→ RECORDS FOR THIS TASK
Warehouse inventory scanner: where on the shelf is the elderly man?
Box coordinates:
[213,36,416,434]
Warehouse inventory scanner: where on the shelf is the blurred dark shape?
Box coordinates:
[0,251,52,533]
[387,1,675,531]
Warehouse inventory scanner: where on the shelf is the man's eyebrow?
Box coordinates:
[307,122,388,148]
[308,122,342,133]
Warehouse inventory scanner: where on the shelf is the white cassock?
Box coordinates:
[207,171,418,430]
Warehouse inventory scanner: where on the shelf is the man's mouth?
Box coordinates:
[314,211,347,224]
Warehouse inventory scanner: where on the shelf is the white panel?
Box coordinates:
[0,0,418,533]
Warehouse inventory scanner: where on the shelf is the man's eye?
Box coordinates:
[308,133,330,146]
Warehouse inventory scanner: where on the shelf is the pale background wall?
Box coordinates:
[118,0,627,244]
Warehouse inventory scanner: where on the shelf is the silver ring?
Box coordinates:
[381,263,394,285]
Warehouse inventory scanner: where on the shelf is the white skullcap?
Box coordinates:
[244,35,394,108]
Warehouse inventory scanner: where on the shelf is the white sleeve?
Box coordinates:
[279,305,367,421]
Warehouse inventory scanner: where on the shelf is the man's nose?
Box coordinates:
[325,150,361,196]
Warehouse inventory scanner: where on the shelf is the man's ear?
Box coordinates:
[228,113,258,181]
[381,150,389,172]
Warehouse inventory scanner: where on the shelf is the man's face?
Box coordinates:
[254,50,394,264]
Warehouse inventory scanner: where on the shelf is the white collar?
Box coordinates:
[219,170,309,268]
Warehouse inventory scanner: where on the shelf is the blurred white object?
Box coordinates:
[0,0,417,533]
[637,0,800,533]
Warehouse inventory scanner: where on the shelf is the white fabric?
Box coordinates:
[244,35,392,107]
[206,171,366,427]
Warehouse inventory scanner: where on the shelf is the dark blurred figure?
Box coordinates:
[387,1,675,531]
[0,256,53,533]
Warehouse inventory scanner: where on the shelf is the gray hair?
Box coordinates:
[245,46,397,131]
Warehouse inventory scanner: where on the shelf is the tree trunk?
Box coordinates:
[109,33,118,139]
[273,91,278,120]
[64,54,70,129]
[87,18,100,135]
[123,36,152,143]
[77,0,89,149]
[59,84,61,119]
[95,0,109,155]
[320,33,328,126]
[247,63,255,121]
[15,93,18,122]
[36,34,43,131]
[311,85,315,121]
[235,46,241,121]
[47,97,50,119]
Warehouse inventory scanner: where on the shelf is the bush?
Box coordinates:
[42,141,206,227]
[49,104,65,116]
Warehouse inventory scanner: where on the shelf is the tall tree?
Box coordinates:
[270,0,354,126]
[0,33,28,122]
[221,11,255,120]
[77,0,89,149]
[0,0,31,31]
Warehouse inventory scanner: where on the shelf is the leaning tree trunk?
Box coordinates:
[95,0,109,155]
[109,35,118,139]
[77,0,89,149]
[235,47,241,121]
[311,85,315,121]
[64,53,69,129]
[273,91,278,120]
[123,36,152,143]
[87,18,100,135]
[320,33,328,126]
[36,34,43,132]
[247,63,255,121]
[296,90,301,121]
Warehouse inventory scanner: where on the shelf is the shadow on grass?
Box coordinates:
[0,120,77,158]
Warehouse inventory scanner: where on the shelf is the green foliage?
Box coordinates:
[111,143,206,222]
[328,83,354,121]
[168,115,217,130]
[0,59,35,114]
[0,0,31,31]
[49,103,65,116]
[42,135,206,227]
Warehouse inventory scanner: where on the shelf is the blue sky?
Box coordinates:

→ GIVEN INSTRUCTION
Pull out every line of the entries above that contains the word "tree" and copy each one unchanged.

→ ANSWER FOR THE TASK
Warehouse inventory scanner: where on the shelf is the tree trunk?
Warehouse inventory scanner: where on the shelf is the tall tree?
Warehouse inventory scanner: where on the shelf is the leaning tree trunk?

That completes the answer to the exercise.